Segment Start: PROVIDED ENTRIES

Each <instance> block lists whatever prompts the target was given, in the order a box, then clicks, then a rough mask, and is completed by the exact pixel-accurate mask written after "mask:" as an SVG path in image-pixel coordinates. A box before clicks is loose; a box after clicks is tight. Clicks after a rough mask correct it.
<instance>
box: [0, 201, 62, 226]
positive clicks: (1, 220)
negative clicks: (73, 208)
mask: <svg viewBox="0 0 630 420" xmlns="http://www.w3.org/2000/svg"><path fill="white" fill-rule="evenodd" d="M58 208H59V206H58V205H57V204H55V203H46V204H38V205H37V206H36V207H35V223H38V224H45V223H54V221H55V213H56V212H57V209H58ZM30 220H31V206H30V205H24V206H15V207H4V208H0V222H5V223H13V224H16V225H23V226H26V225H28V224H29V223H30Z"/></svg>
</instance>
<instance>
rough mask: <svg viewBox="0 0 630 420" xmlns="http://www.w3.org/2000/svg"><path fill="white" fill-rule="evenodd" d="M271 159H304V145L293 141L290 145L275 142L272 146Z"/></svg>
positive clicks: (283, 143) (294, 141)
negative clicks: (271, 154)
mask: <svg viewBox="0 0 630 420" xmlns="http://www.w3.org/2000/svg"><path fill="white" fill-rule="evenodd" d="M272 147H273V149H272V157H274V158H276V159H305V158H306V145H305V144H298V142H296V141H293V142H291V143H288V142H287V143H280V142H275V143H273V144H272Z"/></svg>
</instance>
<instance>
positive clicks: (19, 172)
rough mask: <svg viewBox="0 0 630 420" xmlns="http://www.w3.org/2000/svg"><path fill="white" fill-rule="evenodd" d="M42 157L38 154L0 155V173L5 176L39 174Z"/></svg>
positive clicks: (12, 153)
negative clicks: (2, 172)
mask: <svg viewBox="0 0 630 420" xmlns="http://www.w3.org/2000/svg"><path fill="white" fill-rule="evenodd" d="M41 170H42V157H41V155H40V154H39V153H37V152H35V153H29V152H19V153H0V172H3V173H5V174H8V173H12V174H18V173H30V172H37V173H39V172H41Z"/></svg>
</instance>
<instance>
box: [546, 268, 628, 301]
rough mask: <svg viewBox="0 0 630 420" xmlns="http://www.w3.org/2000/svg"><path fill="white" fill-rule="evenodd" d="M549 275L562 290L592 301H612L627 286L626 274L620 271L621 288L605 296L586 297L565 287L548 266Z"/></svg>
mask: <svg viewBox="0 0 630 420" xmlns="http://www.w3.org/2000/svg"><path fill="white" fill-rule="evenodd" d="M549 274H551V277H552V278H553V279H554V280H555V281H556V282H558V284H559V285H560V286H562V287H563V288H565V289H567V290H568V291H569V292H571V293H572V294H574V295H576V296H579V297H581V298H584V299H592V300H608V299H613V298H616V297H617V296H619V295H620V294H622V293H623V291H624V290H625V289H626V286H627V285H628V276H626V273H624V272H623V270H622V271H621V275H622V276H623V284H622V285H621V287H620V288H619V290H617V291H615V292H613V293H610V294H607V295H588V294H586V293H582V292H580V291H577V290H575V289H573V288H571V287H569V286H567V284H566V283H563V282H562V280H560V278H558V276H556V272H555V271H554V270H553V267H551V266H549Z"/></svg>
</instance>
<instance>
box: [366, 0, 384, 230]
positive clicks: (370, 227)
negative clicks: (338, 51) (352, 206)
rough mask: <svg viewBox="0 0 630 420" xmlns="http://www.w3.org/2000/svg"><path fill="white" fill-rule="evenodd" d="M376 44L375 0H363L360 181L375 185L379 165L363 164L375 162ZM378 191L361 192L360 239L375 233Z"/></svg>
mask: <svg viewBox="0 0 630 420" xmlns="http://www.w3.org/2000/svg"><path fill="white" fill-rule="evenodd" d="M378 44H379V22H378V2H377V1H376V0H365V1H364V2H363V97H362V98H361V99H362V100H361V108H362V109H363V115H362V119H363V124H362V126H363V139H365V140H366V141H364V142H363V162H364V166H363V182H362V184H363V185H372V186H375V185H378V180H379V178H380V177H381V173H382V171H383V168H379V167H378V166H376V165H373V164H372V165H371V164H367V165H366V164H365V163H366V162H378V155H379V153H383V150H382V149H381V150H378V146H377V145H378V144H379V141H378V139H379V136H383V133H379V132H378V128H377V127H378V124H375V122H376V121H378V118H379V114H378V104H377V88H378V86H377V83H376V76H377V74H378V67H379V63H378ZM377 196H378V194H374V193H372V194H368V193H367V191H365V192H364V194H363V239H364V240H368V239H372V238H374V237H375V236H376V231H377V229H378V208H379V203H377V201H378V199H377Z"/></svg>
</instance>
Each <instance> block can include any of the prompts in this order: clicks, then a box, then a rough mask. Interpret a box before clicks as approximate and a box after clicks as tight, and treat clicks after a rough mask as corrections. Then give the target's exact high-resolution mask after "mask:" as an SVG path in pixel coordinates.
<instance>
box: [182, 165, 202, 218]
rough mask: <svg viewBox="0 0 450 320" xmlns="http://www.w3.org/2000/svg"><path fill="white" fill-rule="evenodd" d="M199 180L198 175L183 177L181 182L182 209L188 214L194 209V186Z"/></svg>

Segment End: PROVIDED ENTRIES
Segment Start: PROVIDED ENTRIES

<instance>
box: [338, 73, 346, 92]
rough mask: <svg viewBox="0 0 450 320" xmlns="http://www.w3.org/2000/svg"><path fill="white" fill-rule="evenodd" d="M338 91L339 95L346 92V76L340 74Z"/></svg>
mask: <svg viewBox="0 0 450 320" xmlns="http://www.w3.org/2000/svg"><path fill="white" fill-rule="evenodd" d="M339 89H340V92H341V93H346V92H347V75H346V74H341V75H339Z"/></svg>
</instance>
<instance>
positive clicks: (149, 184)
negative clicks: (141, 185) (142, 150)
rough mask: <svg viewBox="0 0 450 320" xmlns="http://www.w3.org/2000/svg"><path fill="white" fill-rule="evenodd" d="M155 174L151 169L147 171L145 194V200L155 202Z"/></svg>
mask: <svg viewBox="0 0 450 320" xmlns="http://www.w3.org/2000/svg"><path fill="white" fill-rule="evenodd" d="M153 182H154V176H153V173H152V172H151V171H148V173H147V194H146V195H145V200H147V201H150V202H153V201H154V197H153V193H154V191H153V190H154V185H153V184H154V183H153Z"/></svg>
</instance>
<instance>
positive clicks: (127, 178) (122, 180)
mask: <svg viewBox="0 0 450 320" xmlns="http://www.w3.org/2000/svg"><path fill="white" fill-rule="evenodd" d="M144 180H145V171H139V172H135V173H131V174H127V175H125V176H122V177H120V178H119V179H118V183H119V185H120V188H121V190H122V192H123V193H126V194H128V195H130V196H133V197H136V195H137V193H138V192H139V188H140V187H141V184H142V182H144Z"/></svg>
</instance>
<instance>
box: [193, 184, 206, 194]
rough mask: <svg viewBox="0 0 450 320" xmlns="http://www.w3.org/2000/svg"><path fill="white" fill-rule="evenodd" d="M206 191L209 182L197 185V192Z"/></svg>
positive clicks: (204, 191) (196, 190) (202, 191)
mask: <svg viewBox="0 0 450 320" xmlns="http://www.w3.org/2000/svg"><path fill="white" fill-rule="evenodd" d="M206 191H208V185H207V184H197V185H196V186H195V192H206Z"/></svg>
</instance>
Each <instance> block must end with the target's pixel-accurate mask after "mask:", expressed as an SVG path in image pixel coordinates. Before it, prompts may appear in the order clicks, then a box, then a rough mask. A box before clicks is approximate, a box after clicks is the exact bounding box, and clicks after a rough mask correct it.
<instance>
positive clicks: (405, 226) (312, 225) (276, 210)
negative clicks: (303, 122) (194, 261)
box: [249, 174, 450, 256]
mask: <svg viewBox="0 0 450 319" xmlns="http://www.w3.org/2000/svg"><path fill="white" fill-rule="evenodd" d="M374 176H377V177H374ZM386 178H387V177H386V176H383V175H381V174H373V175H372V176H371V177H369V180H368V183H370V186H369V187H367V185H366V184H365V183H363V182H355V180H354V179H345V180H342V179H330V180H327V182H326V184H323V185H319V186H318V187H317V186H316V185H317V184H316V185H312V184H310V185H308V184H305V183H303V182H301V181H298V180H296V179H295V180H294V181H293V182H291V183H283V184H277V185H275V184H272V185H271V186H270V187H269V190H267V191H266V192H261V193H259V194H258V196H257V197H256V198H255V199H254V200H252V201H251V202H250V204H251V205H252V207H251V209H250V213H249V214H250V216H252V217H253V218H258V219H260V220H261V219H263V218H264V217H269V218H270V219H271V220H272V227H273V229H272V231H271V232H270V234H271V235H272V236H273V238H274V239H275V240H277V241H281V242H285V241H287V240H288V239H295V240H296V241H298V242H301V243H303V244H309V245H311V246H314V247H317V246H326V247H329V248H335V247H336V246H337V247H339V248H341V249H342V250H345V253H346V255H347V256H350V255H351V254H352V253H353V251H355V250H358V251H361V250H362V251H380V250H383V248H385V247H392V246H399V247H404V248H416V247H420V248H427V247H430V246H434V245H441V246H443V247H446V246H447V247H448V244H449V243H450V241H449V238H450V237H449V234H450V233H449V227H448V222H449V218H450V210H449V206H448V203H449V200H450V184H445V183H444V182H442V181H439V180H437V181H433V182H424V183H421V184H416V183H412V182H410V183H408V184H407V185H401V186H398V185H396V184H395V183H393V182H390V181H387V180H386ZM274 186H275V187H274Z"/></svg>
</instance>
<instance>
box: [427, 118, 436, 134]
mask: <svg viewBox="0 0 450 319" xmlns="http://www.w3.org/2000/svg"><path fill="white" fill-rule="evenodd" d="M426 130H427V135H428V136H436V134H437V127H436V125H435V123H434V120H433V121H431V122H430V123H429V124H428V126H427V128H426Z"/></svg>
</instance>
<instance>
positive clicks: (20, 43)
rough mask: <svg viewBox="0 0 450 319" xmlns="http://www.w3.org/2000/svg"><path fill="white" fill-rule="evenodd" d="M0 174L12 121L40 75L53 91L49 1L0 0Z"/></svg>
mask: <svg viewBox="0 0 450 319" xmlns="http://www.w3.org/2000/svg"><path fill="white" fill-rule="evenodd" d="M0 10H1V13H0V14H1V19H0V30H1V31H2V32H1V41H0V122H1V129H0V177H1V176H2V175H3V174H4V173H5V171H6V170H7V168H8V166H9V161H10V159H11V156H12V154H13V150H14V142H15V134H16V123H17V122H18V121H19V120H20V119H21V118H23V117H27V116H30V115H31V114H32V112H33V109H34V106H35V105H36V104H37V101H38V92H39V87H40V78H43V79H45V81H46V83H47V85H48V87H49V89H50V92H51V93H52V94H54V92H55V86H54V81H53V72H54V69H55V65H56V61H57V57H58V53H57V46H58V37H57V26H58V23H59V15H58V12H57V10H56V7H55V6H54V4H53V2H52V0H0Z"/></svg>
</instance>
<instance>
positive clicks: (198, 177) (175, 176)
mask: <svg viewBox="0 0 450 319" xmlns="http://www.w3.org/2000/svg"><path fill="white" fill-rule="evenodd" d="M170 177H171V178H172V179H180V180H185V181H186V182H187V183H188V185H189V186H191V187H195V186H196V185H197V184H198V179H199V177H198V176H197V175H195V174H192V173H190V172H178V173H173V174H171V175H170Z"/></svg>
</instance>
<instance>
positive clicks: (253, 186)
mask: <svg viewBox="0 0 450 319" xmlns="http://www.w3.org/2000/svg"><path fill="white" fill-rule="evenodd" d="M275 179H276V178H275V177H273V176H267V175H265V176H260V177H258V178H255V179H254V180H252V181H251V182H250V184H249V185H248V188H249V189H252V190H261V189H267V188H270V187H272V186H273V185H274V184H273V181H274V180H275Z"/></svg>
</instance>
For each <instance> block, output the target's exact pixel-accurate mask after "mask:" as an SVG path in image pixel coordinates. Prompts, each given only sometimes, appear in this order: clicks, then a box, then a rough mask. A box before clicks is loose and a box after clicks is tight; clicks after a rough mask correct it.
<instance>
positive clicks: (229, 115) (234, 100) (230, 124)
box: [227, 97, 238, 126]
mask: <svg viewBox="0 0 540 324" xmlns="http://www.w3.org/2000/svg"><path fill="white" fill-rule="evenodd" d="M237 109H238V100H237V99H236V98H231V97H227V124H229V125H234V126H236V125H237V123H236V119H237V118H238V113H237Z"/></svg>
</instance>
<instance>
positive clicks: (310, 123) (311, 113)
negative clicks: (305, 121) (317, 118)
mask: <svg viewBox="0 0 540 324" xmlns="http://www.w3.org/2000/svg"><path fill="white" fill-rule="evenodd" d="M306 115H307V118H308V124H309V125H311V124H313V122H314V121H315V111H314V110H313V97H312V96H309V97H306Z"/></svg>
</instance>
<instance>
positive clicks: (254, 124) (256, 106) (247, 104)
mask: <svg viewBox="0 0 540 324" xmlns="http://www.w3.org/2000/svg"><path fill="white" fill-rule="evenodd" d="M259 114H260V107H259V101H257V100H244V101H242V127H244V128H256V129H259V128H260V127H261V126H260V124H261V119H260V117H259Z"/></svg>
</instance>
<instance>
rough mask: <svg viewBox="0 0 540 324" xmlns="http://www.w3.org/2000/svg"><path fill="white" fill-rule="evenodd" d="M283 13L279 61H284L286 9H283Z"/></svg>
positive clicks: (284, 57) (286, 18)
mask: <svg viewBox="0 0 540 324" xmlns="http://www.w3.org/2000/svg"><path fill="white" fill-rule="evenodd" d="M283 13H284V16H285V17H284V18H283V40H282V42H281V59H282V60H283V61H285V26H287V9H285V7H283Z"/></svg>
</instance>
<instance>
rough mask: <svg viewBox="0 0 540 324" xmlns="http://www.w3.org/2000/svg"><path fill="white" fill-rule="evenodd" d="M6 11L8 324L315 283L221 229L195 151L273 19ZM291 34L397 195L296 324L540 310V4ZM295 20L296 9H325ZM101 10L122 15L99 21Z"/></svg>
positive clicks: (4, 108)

Segment End: PROVIDED ENTRIES
Segment Start: PROVIDED ENTRIES

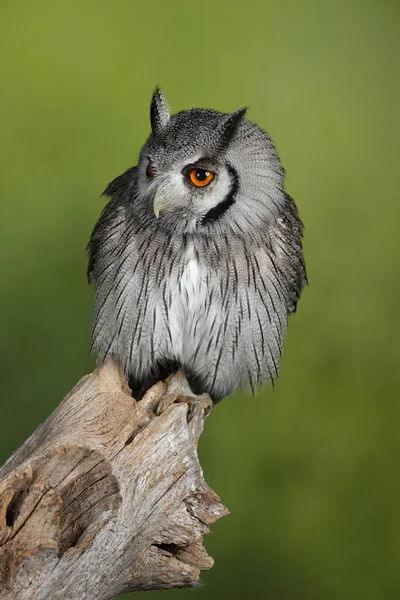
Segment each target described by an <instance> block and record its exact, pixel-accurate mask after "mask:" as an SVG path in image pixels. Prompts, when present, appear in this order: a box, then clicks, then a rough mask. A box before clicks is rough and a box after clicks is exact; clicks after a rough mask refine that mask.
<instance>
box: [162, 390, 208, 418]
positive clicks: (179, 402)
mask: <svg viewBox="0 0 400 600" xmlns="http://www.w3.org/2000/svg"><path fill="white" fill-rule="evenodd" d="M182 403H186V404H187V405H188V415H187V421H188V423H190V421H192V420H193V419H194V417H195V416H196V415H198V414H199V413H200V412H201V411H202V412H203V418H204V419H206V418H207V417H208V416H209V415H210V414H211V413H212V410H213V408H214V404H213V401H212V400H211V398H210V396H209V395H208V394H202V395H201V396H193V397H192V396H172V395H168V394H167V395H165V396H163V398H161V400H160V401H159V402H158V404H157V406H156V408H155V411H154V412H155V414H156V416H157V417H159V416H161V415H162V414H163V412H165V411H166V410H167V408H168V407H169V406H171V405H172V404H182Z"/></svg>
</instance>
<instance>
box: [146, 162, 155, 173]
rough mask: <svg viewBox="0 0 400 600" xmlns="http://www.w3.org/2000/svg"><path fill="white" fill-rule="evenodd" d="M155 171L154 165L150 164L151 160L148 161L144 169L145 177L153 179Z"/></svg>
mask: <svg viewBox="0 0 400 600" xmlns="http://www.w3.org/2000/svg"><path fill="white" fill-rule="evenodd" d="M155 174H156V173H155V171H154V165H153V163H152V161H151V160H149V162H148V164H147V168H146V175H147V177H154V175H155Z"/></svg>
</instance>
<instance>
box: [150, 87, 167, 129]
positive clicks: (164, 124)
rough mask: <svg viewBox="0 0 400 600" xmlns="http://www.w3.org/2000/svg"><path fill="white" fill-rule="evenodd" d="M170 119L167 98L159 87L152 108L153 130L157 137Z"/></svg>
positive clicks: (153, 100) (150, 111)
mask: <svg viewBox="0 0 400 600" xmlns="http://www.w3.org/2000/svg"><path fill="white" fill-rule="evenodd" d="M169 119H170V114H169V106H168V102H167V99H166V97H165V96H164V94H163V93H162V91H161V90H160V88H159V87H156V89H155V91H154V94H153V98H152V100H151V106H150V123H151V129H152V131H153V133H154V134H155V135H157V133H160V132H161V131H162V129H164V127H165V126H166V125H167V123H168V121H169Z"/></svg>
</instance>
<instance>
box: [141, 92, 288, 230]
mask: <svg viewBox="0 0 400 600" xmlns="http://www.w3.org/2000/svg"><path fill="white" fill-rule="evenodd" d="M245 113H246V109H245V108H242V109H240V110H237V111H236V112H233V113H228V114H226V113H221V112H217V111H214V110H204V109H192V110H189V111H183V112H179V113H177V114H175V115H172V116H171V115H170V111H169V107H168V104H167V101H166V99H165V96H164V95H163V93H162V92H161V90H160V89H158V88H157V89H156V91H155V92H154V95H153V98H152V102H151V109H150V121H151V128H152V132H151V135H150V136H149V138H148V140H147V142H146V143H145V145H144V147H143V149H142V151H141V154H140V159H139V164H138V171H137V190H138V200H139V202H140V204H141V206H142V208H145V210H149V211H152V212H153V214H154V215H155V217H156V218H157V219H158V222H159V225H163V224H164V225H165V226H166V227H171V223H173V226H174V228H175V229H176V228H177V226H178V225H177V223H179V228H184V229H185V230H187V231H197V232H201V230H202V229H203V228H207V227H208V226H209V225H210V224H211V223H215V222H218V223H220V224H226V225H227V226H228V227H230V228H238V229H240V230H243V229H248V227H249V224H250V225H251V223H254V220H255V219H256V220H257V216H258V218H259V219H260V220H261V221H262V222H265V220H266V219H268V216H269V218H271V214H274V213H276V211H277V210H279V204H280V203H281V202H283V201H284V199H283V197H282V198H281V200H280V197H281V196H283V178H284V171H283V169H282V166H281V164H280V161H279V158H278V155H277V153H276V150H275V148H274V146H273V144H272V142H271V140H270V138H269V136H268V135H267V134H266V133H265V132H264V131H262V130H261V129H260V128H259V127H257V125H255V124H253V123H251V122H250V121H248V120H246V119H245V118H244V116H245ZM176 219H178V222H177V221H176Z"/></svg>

Segment End: PROVIDED ENTRIES

■ GOAL OF THE EXERCISE ■
The output should be exactly the lines above from the line containing "positive clicks: (19, 172)" to the line containing "box: [546, 268, 628, 301]", inclusive, with no other lines.

■ TASK OUTPUT ■
positive clicks: (19, 172)
rough mask: <svg viewBox="0 0 630 420" xmlns="http://www.w3.org/2000/svg"><path fill="white" fill-rule="evenodd" d="M42 157L38 154L0 155V173L5 176L39 174Z"/></svg>
positive clicks: (12, 153)
negative clicks: (2, 172)
mask: <svg viewBox="0 0 630 420" xmlns="http://www.w3.org/2000/svg"><path fill="white" fill-rule="evenodd" d="M41 170H42V157H41V155H40V154H39V153H37V152H35V153H29V152H19V153H0V172H3V173H5V174H8V173H12V174H18V173H30V172H37V173H39V172H41Z"/></svg>
</instance>
<instance>
box: [546, 268, 628, 301]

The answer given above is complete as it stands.